Below are some records. Return exactly the lines from the one containing "Isolate the front tire." through the one containing "Isolate the patch", both included, and only those.

◆ **Saved entries**:
====

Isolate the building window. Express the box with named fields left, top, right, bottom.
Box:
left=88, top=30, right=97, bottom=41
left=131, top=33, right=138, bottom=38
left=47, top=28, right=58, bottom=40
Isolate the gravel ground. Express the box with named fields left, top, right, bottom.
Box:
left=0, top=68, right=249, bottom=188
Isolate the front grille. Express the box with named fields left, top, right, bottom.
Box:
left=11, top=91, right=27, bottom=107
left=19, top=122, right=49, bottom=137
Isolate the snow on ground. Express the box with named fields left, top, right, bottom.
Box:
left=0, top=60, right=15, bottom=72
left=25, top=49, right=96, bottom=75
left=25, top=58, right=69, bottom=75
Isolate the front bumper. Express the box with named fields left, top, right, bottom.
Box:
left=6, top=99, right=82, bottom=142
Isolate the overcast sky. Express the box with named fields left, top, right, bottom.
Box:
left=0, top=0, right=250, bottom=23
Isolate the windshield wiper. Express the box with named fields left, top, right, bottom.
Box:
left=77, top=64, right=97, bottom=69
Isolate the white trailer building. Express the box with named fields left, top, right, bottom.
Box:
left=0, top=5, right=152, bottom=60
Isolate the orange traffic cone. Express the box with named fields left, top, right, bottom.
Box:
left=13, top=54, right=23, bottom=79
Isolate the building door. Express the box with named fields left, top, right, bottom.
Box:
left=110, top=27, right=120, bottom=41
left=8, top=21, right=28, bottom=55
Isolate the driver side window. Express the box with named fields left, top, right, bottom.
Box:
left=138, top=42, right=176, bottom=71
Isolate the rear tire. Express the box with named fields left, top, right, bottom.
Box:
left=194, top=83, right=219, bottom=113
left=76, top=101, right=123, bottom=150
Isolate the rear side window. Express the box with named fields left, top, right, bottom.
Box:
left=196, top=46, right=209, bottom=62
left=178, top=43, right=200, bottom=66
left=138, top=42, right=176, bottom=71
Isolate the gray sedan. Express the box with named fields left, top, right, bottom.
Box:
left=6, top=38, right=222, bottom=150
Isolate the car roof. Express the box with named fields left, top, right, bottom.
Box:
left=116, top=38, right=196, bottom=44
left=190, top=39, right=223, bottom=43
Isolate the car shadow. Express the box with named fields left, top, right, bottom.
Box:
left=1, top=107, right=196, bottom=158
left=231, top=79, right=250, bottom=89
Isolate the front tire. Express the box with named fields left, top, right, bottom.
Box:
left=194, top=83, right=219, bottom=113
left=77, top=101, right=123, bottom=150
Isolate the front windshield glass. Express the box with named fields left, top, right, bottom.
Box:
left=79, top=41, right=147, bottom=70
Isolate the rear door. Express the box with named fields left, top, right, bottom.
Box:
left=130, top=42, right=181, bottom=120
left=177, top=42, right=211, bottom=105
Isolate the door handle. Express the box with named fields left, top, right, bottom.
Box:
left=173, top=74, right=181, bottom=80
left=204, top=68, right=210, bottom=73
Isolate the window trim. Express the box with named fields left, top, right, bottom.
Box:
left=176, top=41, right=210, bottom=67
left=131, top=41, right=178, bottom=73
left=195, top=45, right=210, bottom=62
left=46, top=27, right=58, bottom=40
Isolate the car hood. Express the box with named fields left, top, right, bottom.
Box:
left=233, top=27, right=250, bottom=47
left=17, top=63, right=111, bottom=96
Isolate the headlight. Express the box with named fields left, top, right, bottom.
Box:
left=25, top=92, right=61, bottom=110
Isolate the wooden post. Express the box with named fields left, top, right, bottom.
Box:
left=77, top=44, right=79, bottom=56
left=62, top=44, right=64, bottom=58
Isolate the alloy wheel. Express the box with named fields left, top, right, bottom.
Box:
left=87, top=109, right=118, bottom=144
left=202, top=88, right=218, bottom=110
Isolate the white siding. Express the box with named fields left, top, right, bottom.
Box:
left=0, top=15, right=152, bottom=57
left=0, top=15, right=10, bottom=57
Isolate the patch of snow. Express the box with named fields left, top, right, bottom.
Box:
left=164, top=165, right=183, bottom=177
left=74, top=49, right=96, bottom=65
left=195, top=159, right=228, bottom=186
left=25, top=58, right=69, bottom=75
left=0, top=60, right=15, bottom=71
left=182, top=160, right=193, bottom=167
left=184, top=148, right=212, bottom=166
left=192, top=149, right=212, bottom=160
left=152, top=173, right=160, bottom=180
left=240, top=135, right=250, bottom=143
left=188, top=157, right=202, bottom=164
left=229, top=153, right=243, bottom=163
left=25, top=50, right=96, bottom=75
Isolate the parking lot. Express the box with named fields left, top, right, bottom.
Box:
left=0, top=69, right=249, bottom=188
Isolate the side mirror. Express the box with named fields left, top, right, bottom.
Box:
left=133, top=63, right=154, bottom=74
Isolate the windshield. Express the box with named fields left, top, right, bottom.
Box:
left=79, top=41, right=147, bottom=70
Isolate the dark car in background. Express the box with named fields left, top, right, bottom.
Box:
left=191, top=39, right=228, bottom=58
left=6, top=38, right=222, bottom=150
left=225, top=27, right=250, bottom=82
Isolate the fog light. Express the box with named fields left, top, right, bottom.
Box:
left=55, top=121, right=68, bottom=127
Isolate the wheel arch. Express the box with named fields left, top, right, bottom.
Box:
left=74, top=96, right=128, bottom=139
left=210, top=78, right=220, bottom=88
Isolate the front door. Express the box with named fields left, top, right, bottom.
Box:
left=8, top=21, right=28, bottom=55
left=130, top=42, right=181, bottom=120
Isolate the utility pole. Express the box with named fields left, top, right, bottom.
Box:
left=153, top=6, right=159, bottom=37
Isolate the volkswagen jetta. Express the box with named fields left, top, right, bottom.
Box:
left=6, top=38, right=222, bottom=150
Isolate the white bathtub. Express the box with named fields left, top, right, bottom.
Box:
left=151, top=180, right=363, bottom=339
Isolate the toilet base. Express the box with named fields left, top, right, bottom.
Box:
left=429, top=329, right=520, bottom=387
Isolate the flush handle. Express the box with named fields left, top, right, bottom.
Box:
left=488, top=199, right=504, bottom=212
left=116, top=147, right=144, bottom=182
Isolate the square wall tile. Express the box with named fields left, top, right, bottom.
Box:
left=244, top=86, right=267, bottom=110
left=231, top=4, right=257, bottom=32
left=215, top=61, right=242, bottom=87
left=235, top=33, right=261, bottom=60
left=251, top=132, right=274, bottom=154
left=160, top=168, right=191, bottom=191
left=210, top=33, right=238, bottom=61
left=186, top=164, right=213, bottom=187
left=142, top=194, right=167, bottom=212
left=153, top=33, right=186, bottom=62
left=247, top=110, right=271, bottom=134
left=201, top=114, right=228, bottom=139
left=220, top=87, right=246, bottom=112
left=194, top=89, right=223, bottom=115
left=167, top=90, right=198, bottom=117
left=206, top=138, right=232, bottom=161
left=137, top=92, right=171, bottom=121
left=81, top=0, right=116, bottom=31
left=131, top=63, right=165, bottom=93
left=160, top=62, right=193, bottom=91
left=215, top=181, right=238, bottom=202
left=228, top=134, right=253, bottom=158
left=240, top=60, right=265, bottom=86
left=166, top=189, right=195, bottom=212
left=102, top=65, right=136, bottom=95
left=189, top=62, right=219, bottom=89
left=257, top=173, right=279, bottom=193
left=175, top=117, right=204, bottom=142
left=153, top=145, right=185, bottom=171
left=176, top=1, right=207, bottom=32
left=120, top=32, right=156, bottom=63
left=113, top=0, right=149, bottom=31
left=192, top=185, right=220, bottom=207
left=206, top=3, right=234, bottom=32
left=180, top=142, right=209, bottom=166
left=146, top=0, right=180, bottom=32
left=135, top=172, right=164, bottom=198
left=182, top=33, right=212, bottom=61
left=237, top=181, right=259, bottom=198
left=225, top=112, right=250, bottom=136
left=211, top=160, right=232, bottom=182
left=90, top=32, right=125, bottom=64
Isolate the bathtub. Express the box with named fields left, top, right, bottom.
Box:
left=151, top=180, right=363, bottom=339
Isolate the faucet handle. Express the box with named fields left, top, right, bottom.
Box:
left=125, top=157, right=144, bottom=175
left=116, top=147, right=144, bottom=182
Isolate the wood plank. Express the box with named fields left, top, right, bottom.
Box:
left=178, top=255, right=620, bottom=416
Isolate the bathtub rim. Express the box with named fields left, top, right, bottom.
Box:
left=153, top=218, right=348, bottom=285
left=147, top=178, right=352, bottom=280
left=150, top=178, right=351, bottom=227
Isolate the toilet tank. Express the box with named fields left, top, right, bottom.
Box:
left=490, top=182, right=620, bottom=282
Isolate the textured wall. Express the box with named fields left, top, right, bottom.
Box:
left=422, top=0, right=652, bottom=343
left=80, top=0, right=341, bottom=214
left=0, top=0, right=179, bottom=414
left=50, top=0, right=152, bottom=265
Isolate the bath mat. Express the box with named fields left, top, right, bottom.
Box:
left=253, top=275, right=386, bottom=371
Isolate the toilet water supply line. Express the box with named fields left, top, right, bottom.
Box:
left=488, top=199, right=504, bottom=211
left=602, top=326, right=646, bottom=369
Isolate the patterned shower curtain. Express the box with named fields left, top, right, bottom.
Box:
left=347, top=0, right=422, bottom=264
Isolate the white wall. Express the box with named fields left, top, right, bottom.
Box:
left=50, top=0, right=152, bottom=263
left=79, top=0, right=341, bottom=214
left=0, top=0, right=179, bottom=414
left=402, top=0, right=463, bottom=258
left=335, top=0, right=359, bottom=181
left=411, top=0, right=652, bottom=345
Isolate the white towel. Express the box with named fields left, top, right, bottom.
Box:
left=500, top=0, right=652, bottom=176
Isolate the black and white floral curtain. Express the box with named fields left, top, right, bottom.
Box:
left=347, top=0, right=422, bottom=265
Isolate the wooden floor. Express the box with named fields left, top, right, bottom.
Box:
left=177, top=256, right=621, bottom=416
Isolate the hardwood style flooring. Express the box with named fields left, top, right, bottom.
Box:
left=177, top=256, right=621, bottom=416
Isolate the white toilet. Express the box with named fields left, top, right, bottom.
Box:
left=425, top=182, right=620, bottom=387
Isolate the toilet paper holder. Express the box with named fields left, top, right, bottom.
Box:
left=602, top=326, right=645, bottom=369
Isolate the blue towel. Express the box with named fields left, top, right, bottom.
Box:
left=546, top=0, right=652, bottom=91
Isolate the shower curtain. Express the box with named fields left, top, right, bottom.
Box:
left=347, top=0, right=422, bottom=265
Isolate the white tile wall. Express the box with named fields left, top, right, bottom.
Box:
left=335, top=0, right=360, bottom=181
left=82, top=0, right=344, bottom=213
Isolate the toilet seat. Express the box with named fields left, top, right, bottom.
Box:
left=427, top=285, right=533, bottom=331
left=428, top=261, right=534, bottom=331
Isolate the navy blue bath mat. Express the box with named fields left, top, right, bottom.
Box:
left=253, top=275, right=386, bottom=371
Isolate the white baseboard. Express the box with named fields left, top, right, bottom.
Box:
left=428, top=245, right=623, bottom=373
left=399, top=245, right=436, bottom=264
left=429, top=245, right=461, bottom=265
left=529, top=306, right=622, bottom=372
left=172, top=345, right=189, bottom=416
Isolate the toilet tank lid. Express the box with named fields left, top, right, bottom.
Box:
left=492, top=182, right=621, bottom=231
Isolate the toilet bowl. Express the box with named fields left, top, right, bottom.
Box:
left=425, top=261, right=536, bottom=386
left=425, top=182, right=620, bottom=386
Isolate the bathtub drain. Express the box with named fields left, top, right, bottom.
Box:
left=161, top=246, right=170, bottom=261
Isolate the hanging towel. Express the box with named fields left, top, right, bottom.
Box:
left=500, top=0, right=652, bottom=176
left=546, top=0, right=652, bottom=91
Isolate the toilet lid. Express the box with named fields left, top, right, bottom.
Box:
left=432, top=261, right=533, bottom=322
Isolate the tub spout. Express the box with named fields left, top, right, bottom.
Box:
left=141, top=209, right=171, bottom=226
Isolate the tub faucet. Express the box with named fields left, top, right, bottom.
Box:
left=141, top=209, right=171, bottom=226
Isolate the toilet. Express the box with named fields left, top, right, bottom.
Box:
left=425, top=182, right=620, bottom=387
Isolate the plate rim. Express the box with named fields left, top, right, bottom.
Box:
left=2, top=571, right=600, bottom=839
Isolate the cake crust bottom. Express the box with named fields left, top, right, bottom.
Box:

====

◆ **REPLY**:
Isolate the front tire. Express the box with named fields left, top, right, bottom.
Box:
left=194, top=83, right=219, bottom=113
left=77, top=101, right=123, bottom=150
Isolate the front windshield glass. Express the box with named fields left, top, right, bottom.
Box:
left=79, top=41, right=147, bottom=70
Isolate the rear door. Express the box with named fields left, top, right, bottom.
Box:
left=130, top=42, right=181, bottom=120
left=177, top=42, right=211, bottom=105
Isolate the door handle. Express the box with named fields left, top, right, bottom.
Box:
left=173, top=74, right=181, bottom=80
left=204, top=68, right=210, bottom=73
Isolate the window trim. Express the box with named fields left, top, right, bottom.
Box:
left=176, top=41, right=210, bottom=67
left=131, top=41, right=178, bottom=73
left=195, top=45, right=210, bottom=62
left=46, top=27, right=58, bottom=40
Isolate the car hood. Express the box with named fields left, top, right, bottom.
Box:
left=233, top=27, right=250, bottom=47
left=17, top=63, right=111, bottom=96
Isolate the headlight. Express the box with named fields left, top, right, bottom.
Box:
left=25, top=92, right=61, bottom=110
Isolate the wooden post. Express the box with named fields left, top, right, bottom.
Box:
left=77, top=44, right=79, bottom=56
left=62, top=44, right=64, bottom=58
Isolate the alloy wheel. Express the box with named fields left, top, right, bottom.
Box:
left=87, top=109, right=118, bottom=144
left=202, top=88, right=218, bottom=110
Isolate the white siding. Express the box with named fields left, top, right, bottom.
Box:
left=0, top=15, right=152, bottom=57
left=0, top=15, right=10, bottom=57
Isolate the patch of snow. Express the box with named fields left, top, right, bottom.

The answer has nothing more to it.